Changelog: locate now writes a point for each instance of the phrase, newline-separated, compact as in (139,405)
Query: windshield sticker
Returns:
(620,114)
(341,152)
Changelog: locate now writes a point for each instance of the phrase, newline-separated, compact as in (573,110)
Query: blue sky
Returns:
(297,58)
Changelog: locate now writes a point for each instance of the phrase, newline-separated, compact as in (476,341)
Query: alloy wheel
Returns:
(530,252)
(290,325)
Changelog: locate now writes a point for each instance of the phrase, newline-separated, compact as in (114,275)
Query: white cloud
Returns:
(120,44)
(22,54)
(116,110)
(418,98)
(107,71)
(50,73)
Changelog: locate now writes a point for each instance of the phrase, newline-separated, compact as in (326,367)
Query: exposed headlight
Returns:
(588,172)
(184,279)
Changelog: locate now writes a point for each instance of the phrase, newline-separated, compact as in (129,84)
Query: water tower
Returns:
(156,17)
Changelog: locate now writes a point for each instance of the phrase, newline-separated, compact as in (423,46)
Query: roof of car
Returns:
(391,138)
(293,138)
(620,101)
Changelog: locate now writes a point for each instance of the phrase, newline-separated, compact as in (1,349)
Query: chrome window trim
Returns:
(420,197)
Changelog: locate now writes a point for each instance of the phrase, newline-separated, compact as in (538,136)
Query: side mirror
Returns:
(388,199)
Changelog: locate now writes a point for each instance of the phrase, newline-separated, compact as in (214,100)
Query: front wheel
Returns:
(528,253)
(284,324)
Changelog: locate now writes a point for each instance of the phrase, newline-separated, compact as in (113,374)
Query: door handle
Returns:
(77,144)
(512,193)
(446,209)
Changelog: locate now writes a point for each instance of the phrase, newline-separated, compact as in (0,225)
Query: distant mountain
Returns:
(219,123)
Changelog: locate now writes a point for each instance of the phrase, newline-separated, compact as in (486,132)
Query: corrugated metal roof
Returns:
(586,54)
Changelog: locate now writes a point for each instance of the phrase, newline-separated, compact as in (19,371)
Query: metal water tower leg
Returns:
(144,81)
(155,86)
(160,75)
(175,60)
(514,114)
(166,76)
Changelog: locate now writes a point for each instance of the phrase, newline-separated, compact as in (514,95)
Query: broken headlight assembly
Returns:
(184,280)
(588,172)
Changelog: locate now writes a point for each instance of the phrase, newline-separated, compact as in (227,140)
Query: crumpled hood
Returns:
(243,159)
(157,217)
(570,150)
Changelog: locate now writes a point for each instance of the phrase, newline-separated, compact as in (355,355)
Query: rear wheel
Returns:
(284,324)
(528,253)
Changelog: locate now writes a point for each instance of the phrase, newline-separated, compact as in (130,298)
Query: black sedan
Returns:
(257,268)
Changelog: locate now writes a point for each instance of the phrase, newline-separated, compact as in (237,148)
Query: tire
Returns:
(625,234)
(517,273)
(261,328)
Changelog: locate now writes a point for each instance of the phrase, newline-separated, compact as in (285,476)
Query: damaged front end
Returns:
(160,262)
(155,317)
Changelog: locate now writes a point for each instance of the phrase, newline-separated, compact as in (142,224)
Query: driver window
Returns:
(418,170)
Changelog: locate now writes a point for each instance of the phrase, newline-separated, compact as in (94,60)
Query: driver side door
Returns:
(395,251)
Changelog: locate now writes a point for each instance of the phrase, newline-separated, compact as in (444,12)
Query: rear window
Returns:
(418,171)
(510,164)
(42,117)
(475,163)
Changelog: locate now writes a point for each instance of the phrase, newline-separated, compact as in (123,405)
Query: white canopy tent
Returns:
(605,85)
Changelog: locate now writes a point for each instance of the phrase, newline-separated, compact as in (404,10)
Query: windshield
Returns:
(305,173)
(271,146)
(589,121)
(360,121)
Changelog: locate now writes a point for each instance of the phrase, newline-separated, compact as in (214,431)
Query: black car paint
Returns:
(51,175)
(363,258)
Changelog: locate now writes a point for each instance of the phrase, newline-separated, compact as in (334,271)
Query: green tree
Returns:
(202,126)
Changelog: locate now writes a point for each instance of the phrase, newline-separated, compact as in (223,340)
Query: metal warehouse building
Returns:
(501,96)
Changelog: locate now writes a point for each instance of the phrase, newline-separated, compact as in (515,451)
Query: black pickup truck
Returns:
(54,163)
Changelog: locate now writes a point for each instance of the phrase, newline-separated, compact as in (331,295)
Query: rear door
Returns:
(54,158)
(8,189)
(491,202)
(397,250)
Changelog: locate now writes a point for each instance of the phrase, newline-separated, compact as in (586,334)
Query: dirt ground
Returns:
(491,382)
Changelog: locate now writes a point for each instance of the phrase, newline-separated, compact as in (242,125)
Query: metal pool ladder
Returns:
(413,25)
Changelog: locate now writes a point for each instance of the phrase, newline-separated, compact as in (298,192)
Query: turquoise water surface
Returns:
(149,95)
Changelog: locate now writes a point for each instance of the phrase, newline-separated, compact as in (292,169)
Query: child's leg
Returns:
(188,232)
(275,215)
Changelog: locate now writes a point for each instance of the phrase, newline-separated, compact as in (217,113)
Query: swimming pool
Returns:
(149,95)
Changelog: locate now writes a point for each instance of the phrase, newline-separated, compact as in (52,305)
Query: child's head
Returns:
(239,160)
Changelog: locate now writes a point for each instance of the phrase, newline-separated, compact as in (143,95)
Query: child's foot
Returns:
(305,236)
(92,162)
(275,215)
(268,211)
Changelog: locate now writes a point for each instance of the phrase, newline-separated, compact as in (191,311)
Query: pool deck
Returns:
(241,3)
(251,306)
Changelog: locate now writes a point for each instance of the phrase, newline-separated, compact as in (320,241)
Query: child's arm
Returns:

----

__TRY IT__
Print exactly the lines above, between the one holding "Query: black sedan" and the one holding "as in (586,334)", inclusive, and nothing besides.

__RESPONSE__
Query: black sedan
Returns:
(257,268)
Changelog: locate now writes a point for each instance of the phrase, newline-separated, compact as in (237,148)
Query: tire
Returns:
(625,234)
(517,273)
(261,328)
Changelog: locate now writes a point for each instance of the phrase, newline-separated, compact as in (285,476)
Query: damaged front end
Returns:
(160,262)
(155,317)
Changelog: locate now writes a point for each instance of the phrase, newline-separated, compact as in (142,224)
Query: driver window
Returns:
(418,170)
Changelog: locate now writes a point for each instance of the phrase, newline-separated, compact as in (94,60)
Query: driver side door
Returns:
(395,251)
Changelog: locate now writes a point for each instance of the phrase, newline-separated, compact as in (444,12)
Query: rear window
Returns:
(418,171)
(510,164)
(42,117)
(475,163)
Changelog: locate now writes a point for each instance of the phrase, newline-separated, compact as in (123,405)
Query: white canopy tent
Returns:
(605,85)
Changelog: locate now writes a point for each instance of the phrase, newline-separated, compact as in (404,10)
Query: windshield
Returns:
(305,173)
(271,146)
(589,121)
(360,121)
Changelog: locate now writes a point for each instance of the phrase, newline-separated, compact as in (214,431)
Query: black car paint
Returns:
(51,175)
(363,258)
Changelog: locate now writes a point for each instance of the phrase, newline-separated, compact as in (334,271)
Query: green tree
Returns:
(202,126)
Changelog: locate now writes a point for each instance of the phrase, newline-separated, compact as in (223,340)
Query: metal warehouse building
Returns:
(501,96)
Changelog: locate now writes a point for each instance of the phrase, newline-separated, compact as in (515,451)
Query: black pickup truck
Returns:
(54,163)
Changelog: locate now writes a point for each instance of the phrase, newline-separated, compact as in (331,295)
Query: rear door
Returns:
(54,158)
(8,189)
(491,202)
(397,250)
Changelog: locate now writes a point for each instance of the phrase, newline-separated, compact as in (586,334)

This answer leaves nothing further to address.